## INSTRUCTIONS TO FOLLOW
Identify all lines below that hold "board" and collect them.

*** Opening ENTRIES SUPPLIED ***

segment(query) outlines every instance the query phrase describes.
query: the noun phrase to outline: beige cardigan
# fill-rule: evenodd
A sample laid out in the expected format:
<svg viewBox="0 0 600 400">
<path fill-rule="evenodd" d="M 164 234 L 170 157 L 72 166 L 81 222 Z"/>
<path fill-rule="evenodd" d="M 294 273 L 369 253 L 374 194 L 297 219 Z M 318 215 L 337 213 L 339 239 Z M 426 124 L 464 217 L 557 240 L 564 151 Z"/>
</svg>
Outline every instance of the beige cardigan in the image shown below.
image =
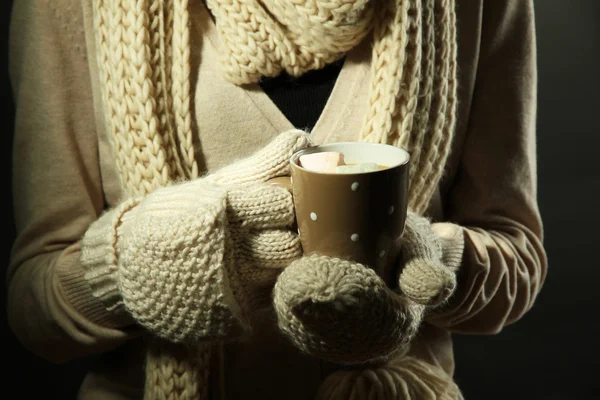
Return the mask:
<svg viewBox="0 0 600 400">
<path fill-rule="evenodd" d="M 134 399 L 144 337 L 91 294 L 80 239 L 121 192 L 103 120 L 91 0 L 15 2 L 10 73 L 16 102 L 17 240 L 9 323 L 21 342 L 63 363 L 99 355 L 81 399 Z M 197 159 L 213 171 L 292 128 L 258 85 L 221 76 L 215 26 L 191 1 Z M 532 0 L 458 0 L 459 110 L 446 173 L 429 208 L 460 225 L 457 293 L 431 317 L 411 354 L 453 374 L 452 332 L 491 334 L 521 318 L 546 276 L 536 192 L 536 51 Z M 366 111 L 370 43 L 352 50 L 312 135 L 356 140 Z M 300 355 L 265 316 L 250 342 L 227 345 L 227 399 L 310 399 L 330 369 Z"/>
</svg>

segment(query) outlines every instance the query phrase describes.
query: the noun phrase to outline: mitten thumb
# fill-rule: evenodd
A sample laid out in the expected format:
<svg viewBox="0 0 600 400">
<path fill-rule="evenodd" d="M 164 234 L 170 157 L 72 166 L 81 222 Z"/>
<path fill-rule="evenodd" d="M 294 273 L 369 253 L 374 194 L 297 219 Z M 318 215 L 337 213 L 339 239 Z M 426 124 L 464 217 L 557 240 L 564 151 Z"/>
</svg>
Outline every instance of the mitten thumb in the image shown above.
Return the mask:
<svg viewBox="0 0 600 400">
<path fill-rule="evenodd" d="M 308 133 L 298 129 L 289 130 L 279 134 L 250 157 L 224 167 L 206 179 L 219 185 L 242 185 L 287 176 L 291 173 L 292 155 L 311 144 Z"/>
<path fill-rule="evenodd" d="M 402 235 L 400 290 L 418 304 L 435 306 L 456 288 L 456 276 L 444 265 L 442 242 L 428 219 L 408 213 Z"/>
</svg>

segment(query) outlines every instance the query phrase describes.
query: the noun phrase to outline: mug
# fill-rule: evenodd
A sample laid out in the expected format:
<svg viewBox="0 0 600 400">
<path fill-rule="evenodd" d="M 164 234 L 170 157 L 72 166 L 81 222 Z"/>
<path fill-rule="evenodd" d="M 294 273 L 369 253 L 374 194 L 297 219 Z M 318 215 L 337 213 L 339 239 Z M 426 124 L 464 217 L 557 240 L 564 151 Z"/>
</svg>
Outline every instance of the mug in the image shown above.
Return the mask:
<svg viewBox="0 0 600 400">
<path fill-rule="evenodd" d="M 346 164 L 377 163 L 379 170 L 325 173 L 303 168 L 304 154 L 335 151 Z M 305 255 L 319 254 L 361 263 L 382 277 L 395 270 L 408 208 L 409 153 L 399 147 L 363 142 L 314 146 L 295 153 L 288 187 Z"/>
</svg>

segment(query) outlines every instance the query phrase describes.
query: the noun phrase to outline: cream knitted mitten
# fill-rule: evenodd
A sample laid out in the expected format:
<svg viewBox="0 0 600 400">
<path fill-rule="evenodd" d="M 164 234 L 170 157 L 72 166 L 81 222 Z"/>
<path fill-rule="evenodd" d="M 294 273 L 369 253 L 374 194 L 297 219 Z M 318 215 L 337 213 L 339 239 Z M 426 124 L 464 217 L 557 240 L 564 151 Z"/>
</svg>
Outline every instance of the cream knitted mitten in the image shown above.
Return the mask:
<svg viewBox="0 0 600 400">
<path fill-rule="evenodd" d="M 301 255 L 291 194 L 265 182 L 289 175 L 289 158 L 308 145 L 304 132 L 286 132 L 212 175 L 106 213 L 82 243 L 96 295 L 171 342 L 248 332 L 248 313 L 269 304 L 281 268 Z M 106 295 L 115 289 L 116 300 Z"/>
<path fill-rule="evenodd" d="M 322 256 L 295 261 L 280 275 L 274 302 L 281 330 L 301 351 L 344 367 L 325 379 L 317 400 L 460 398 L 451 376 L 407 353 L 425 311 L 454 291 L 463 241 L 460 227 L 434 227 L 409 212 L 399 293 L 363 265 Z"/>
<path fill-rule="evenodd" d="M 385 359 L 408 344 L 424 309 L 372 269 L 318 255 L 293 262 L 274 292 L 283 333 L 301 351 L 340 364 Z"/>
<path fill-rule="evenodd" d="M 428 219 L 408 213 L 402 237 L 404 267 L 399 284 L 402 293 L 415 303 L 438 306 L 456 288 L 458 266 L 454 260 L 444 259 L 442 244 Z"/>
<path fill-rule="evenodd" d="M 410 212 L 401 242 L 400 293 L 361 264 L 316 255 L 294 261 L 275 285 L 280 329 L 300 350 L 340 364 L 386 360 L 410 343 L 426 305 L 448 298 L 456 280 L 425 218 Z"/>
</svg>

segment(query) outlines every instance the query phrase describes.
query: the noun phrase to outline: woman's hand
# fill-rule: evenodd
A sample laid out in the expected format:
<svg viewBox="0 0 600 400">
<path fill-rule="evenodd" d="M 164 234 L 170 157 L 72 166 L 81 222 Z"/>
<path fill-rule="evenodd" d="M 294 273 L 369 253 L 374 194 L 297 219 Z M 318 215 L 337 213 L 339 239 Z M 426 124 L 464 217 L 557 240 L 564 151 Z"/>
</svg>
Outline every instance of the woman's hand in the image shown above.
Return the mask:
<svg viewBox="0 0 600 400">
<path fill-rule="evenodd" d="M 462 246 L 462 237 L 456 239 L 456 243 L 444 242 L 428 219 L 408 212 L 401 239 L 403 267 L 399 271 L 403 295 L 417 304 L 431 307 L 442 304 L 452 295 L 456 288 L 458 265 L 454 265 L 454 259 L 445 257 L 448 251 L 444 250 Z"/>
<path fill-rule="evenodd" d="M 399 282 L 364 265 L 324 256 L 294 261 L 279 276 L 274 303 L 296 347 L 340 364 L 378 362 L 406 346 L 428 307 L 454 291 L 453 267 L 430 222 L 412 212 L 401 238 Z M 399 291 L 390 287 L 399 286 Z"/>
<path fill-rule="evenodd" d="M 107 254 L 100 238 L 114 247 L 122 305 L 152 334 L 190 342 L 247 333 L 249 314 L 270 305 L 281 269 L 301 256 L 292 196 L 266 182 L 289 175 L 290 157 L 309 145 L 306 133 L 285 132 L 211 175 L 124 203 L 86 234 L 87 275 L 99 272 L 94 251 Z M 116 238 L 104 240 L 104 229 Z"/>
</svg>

*** Closing ENTRIES SUPPLIED ***
*** Opening ENTRIES SUPPLIED ***

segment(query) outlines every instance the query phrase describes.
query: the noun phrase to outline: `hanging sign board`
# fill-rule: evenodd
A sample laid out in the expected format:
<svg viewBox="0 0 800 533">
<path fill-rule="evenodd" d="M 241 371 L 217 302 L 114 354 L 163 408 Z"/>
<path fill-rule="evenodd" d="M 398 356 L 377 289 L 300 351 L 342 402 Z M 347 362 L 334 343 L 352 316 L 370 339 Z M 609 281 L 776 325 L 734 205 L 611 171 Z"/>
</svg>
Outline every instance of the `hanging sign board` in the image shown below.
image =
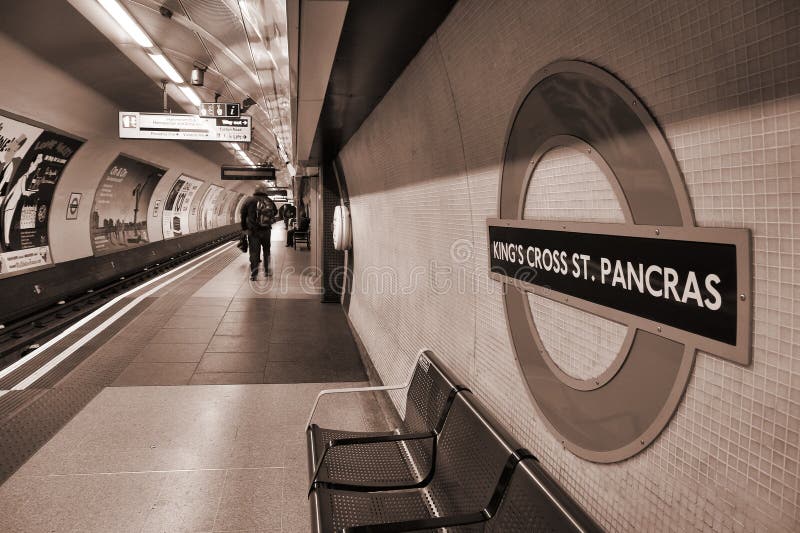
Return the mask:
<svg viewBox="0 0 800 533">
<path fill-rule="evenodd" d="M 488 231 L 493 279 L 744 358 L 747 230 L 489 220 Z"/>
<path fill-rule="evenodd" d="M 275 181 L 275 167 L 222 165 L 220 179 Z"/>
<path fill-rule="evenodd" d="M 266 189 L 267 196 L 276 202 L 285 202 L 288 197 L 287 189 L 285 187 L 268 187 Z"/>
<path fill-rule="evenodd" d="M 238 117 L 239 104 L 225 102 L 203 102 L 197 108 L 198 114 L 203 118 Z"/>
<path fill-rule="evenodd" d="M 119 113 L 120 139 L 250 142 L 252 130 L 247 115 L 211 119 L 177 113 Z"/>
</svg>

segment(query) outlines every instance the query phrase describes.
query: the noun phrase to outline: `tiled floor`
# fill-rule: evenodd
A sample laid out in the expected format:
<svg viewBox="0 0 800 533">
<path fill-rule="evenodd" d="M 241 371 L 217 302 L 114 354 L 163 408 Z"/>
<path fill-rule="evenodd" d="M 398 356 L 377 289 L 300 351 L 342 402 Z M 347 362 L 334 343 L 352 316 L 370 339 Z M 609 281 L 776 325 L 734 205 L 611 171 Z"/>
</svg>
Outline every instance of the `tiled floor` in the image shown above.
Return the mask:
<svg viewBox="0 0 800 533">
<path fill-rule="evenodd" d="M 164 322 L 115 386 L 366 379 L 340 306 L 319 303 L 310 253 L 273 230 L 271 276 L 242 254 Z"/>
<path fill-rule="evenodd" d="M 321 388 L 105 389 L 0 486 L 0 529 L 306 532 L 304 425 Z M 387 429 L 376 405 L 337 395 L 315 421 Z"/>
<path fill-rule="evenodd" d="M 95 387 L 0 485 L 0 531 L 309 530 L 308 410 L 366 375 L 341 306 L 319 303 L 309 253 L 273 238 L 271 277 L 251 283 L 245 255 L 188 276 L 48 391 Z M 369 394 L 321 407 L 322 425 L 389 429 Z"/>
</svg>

*** Closing ENTRIES SUPPLIED ***

## TASK ANSWER
query: the noun phrase to outline: `hanging sign board`
Outline every instance of the `hanging sign board` in the image shown below.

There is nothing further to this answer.